--- Treść polecenia ---
Przepisz fragment o rozmowie z Karpińskim, zaczynając od „Bawił się staruszek” i idąc dalej aż do „sam się ożenił.”, ale zmień w nim „Irenę” na „Zofię”.

#### Fragment tekstu

Zgadało się o nowych sztukach teatralnych. Podobał się niezmiernie Karpińskiemu Samolub Niemcewicza. „Otóż to — rzekł — z żywej natury wzięte. Nie znam ja teraz waszej stolicy, ale łatwo mi pojąć, że ten Samolub jest tu figurą miejscową, tyle w nim trafności i prawdy widzę. Spostrzegłem ja, że błędy nawet Francuzów mieć będziemy, którzy jakimsiś niepojętym trafem tak dowcipnie chwytają charaktery komiczne, a w tragedyach skreślić ich nie umieją. Otóż wiedźcie, moi panowie, gdybym nie był starym, byłbym i ja się odważył na komedyjkę prawdziwie polską, a wiecież zkądbym był wziął treść do niej? Oto po prostu z bajeczki Krasickiego. Zgadnijcie z jakiej?”
Bawił się staruszek czas niejaki memi i Brodzińskiego domysłami, rzekł nakoniec, że bajką tą są Przyjaciele, gdzie jeden drugiego z całą ufnością posyła w swaty do swojej Bogdanki:

........Jakoż się nie lenił,
Poszedł, poznał Irenę i sam się ożenił.

########
#### Podane rekordy

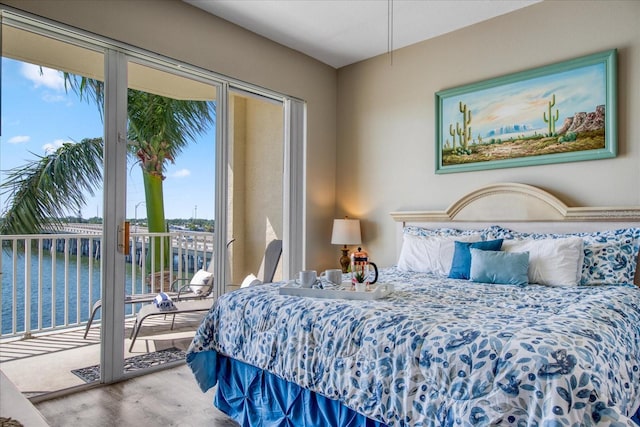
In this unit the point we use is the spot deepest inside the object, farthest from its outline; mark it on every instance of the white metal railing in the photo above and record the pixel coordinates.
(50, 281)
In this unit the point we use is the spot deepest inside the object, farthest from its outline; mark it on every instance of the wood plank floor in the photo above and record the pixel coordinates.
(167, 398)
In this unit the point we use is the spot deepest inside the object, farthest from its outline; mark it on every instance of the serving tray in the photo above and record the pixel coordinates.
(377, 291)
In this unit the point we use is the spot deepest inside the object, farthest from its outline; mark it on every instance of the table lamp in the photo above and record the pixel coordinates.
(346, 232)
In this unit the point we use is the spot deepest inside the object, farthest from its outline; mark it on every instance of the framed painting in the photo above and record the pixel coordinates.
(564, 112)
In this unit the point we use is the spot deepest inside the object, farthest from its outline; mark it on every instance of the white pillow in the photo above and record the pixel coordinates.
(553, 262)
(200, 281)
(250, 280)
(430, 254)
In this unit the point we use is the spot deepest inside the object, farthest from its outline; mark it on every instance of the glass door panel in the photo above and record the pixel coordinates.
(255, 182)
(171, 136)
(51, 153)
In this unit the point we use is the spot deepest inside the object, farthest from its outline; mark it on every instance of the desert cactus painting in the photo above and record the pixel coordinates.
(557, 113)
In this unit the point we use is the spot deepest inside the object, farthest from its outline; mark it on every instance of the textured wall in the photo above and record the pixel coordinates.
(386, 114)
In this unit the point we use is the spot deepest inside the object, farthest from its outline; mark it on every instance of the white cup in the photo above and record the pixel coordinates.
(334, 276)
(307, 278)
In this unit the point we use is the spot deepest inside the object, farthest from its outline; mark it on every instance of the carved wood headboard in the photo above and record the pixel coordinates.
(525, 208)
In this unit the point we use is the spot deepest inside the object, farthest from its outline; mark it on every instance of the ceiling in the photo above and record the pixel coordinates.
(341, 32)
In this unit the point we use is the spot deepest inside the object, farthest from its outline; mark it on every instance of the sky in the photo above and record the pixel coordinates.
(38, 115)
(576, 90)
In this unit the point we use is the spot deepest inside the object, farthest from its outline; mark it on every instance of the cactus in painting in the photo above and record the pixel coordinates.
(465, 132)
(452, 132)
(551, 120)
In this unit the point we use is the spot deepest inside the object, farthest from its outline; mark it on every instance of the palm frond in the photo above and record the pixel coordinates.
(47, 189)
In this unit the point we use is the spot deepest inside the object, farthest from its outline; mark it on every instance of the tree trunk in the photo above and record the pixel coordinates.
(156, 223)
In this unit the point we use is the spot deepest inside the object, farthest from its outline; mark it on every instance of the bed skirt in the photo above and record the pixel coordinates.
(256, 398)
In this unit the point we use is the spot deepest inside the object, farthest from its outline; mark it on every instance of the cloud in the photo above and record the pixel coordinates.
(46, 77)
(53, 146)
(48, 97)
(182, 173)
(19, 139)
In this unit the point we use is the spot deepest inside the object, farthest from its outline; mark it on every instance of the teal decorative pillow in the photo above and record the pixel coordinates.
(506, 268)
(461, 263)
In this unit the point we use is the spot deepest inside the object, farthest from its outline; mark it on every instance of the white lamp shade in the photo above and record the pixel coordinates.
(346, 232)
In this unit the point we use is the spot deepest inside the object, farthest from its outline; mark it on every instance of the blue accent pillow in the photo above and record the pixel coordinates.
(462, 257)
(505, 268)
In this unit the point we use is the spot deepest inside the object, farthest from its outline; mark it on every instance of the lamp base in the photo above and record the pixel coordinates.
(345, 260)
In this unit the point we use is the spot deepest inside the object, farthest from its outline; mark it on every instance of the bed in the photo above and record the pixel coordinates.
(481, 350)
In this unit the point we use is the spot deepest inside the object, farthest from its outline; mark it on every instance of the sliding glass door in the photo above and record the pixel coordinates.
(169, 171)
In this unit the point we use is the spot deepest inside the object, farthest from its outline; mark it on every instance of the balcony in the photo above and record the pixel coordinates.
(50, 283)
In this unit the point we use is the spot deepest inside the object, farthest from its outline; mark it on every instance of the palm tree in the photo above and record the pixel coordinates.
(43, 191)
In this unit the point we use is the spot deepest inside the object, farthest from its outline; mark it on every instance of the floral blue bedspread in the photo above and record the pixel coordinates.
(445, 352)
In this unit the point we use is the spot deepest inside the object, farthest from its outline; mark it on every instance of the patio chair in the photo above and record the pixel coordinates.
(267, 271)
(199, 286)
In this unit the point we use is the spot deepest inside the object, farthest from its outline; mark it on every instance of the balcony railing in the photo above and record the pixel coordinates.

########
#### Podane rekordy

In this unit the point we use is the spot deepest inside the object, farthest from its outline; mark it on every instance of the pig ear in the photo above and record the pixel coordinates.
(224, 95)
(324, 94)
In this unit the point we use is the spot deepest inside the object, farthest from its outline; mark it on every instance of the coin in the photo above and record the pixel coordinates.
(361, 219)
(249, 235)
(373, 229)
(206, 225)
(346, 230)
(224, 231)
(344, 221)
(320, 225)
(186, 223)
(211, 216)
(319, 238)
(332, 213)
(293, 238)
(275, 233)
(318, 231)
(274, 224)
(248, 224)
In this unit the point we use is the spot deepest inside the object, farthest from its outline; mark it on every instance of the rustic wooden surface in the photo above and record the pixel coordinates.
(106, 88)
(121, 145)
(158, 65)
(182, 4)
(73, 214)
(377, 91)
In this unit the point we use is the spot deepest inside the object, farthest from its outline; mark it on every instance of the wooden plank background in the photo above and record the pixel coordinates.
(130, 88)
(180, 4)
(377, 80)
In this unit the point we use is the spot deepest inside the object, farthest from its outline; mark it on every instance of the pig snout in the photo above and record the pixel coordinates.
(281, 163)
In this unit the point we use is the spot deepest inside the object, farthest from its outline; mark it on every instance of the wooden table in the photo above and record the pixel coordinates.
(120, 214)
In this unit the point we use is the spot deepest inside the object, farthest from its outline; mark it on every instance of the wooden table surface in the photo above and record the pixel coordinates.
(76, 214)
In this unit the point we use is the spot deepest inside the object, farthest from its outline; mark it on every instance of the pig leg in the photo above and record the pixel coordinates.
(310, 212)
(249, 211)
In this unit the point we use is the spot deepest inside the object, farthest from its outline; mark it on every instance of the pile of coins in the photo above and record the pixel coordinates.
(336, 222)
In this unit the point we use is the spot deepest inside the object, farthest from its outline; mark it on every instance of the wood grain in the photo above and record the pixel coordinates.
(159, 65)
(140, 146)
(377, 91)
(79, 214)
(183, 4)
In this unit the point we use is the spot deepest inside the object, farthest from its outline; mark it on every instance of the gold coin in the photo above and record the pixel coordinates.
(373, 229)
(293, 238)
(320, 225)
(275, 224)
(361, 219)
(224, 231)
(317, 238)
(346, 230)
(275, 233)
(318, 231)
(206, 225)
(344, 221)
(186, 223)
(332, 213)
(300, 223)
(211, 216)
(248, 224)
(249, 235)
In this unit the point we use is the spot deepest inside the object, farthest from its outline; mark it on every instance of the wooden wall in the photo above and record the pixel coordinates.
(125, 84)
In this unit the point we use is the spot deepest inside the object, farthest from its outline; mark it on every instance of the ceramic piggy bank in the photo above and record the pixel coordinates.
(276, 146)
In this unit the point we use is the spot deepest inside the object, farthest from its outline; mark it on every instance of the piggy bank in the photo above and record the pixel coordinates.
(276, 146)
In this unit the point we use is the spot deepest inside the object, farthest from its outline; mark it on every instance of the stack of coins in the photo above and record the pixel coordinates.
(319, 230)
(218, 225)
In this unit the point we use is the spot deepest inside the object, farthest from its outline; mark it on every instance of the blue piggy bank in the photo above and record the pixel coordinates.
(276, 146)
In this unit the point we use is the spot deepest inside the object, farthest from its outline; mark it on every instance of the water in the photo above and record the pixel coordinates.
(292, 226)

########

--- Pełna odpowiedź ---
Bawił się staruszek czas niejaki memi i Brodzińskiego domysłami, rzekł nakoniec, że bajką tą są Przyjaciele, gdzie jeden drugiego z całą ufnością posyła w swaty do swojej Bogdanki:

........Jakoż się nie lenił,
Poszedł, poznał Zofię i sam się ożenił.